◆ Written exercise: Using the records below, copy out exactly the line that contains "gray jacket in the photo above." and every line that follows it, up to and including the last, and no others.

◆ Supplied data:
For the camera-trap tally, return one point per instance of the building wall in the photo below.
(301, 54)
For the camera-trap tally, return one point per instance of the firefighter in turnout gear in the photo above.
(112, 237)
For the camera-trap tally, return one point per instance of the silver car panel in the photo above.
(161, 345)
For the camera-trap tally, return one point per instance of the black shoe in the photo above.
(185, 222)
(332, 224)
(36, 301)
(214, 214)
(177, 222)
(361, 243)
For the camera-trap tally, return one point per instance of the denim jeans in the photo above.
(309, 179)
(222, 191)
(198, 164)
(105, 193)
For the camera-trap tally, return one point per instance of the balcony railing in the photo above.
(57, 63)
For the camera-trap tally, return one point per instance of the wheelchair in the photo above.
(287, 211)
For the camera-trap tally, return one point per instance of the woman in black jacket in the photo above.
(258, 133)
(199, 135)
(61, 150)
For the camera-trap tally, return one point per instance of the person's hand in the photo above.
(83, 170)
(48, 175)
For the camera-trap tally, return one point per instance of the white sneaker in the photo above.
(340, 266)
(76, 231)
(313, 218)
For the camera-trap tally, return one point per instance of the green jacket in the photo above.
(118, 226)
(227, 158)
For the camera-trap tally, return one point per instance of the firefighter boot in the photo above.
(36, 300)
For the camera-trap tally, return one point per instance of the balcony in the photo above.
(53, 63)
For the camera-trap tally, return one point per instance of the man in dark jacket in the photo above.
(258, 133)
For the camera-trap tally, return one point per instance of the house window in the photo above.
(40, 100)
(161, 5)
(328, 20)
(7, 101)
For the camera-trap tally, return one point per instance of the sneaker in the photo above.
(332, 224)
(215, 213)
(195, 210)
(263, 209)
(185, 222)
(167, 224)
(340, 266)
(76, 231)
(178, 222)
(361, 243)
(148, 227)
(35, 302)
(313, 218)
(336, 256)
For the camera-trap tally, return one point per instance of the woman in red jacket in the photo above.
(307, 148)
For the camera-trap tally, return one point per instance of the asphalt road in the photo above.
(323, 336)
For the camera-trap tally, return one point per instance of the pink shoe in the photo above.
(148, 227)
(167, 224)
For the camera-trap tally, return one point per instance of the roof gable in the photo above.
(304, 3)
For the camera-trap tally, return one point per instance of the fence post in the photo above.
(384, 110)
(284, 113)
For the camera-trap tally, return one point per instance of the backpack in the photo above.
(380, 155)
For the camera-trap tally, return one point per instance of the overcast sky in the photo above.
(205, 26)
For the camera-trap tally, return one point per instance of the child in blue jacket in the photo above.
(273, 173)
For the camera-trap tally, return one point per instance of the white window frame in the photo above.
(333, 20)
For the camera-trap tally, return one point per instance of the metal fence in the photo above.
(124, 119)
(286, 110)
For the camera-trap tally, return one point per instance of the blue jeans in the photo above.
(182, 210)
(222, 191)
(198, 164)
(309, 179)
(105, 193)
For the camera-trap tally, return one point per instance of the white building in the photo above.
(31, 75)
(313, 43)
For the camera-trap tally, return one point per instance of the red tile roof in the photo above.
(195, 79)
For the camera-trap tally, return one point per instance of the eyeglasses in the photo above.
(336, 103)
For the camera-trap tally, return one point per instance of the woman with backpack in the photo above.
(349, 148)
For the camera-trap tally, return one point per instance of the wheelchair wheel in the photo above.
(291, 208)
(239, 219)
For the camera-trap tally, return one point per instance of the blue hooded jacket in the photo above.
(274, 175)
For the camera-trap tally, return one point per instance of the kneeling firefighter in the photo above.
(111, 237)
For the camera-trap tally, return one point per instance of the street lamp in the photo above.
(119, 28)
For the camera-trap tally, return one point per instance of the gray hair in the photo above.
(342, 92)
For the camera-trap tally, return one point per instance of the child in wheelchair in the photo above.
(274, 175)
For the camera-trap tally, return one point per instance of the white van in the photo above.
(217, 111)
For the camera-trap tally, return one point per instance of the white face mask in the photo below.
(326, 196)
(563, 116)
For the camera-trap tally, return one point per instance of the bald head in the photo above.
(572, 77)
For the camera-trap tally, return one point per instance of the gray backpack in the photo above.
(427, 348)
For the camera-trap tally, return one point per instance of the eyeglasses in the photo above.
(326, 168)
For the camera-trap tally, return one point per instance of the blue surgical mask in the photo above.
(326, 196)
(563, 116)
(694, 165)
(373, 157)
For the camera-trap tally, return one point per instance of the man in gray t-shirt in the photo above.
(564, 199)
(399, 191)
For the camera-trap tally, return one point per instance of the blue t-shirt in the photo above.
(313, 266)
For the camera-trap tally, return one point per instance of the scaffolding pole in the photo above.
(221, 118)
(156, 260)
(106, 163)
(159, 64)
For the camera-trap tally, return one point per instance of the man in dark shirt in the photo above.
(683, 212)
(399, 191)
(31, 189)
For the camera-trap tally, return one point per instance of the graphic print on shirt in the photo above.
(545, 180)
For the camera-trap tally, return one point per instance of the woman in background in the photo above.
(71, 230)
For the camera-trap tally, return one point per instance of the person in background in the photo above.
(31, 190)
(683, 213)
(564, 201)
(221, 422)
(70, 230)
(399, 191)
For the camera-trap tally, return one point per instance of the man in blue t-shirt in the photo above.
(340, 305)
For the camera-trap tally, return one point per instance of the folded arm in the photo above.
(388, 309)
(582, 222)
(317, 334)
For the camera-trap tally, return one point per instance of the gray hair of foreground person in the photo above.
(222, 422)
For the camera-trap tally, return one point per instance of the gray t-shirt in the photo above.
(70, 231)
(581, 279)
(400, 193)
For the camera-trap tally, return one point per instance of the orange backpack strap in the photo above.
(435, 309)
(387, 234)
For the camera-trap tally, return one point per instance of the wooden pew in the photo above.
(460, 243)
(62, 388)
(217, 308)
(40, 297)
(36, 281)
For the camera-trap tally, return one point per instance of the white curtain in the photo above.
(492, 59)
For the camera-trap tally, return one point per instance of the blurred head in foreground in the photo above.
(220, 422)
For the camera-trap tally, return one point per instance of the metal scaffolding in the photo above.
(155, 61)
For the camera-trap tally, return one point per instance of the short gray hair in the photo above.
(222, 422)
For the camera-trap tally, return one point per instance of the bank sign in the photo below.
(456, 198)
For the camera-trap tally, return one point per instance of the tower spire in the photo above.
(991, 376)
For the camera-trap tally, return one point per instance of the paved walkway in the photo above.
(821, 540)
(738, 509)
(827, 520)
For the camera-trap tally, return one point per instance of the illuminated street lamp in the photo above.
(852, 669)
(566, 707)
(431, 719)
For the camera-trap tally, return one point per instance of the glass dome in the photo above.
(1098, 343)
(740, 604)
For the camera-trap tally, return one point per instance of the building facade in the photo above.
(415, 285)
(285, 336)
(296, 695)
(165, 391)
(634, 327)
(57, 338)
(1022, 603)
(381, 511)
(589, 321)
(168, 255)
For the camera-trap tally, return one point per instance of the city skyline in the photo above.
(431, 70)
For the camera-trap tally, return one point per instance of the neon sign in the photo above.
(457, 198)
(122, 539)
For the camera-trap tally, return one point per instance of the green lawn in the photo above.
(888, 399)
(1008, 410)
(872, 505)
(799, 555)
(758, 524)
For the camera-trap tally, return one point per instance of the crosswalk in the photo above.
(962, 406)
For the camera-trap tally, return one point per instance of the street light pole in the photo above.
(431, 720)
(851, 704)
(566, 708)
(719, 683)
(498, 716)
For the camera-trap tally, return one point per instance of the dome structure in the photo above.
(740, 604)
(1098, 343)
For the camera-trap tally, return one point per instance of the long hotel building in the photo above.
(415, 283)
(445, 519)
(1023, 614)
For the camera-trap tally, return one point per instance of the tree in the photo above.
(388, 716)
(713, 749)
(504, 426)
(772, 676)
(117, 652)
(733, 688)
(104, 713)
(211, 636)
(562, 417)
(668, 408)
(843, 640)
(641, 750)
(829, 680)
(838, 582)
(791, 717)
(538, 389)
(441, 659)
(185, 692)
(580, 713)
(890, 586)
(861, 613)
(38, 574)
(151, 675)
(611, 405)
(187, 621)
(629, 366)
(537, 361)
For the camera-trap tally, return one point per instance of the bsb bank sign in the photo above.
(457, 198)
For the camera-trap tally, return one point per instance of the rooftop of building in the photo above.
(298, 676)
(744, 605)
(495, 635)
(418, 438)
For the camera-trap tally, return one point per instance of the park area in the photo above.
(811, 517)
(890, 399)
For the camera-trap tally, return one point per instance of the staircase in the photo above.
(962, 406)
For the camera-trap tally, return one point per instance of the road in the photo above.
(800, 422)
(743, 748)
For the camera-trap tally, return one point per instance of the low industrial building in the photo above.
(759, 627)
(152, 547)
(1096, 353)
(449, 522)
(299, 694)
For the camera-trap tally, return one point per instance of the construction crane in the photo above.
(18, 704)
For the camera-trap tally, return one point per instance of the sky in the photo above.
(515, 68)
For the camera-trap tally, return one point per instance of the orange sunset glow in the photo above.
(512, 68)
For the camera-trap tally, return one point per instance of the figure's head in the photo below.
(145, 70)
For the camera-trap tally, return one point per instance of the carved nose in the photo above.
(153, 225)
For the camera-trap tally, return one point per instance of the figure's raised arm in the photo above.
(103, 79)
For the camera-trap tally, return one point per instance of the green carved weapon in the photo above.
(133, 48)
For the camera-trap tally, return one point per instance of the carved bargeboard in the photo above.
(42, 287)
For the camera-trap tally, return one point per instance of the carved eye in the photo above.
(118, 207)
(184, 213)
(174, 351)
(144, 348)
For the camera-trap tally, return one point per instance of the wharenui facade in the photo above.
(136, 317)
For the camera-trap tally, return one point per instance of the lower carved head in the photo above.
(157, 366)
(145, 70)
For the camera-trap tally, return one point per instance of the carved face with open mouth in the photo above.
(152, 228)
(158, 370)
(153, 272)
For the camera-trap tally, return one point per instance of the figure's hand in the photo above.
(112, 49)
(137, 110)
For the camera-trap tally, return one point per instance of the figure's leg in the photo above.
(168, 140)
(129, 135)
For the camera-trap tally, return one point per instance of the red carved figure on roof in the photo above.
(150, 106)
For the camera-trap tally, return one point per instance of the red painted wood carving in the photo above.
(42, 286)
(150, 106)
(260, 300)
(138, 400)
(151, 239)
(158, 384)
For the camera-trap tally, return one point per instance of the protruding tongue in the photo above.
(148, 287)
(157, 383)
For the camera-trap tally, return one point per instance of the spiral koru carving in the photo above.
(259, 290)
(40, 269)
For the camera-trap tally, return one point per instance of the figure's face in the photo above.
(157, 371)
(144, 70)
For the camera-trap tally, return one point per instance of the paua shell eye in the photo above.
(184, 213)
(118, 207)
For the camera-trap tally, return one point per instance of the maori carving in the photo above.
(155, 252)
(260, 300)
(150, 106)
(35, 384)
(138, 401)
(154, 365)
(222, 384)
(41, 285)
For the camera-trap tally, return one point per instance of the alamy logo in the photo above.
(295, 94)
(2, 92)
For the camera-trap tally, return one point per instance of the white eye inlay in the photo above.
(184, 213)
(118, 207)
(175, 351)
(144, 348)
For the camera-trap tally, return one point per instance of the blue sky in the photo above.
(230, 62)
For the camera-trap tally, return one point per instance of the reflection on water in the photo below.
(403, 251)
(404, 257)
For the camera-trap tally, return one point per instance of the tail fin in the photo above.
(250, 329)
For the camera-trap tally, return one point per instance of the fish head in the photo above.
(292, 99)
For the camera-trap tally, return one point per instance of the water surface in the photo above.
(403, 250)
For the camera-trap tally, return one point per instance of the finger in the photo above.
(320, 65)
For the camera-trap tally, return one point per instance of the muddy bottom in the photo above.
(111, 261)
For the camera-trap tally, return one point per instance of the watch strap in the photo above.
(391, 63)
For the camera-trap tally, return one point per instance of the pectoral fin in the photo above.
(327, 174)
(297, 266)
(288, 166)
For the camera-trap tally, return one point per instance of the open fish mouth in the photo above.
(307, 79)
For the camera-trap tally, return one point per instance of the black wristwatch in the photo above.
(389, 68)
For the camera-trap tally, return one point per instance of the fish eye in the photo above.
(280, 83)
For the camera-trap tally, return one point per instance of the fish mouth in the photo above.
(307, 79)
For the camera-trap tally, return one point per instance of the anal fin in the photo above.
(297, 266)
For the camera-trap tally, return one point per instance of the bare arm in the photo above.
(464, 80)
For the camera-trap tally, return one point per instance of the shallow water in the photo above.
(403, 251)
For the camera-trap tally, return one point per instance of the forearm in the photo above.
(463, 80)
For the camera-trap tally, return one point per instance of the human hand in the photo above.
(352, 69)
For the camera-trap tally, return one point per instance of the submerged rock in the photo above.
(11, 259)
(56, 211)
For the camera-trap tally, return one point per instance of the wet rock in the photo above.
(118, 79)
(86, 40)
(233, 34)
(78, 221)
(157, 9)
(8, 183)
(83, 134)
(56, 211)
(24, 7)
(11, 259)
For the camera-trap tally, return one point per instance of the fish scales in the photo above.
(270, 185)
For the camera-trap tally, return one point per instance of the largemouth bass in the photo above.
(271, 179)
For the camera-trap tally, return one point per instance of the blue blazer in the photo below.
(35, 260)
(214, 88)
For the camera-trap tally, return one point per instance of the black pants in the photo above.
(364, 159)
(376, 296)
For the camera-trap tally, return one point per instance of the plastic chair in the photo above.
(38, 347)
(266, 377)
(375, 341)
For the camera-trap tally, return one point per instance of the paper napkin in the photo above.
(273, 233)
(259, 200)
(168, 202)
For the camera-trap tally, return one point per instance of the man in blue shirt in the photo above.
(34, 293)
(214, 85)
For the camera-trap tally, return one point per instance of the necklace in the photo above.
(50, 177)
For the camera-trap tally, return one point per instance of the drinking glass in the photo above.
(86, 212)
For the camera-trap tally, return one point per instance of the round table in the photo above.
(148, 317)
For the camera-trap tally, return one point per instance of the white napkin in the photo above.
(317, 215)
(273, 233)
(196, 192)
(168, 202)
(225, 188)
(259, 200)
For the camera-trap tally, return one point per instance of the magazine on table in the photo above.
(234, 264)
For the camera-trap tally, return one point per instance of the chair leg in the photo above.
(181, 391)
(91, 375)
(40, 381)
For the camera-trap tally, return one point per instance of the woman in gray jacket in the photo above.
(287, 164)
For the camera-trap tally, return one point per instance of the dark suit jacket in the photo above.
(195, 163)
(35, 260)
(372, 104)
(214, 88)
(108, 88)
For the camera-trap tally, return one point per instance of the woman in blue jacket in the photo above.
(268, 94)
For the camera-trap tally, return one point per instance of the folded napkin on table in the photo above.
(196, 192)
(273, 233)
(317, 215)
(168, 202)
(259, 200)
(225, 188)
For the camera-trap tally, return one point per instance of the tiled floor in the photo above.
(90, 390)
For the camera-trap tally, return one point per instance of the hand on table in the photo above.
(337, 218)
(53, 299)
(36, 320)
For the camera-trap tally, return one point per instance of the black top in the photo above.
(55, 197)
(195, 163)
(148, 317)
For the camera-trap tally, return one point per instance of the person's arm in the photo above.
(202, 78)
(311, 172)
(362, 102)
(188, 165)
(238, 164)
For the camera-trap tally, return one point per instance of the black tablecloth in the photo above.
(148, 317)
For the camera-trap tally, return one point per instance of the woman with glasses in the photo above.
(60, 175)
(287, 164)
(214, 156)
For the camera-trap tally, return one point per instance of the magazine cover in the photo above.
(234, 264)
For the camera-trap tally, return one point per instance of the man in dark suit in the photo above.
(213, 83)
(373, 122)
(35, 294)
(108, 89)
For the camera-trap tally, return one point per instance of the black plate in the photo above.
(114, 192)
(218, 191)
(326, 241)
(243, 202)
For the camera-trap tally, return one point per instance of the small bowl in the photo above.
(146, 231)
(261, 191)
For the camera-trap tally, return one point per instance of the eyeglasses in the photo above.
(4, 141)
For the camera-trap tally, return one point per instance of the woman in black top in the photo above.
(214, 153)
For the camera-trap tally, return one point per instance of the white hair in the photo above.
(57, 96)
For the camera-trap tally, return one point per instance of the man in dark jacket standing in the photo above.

◆ Solution:
For the camera-trap tally, return one point per instance of the woman in gray jacket in the photo above.
(287, 164)
For the camera-trap tally, return one point per instance of the dark suit jacket in the photo above.
(195, 163)
(35, 260)
(372, 104)
(214, 88)
(108, 88)
For the camera-trap tally, return one point per instance of the woman in blue jacket in the photo above.
(268, 94)
For the camera-trap tally, return one point per instance of the folded napkin on table in the photo above.
(196, 192)
(273, 233)
(317, 215)
(168, 202)
(259, 200)
(225, 188)
For the camera-trap tally, return one point per instance of the tiled floor in the photo above.
(90, 390)
For the camera-trap tally, return one point per instance of the hand on table in the photo above.
(337, 218)
(53, 299)
(36, 320)
For the camera-trap tally, return one point per instance of the black top in the photo above.
(55, 197)
(195, 163)
(148, 317)
For the camera-trap tally, return one point per instance of the person's arm in the photo above.
(202, 78)
(311, 172)
(362, 102)
(188, 165)
(238, 164)
For the camera-trap tally, return one point per instance of the black tablecloth in the photo above.
(148, 317)
For the camera-trap tally, return one point per instance of the woman with glasses in the photo above.
(60, 175)
(287, 164)
(214, 156)
For the camera-trap tally, return one point per instance of the magazine cover in the photo above.
(234, 264)
For the camera-trap tally, return one point per instance of the man in dark suit in the photo above.
(213, 83)
(373, 122)
(35, 294)
(108, 89)
For the camera-trap tally, return one point per instance of the black plate in the photo above.
(114, 192)
(218, 191)
(326, 241)
(243, 202)
For the camera-trap tally, return one point per instance of the small bowl in the photo above.
(146, 231)
(261, 191)
For the camera-trap tally, return one point per instance of the eyeglasses in the photo above.
(4, 141)
For the camera-trap tally, return one point per instance of the woman in black top in the photo above.
(214, 153)
For the camera-trap tally, return one point per instance of the white hair in the photo above.
(57, 96)
For the camera-trap tally, return one point per instance of the man in dark jacket standing in the photo above.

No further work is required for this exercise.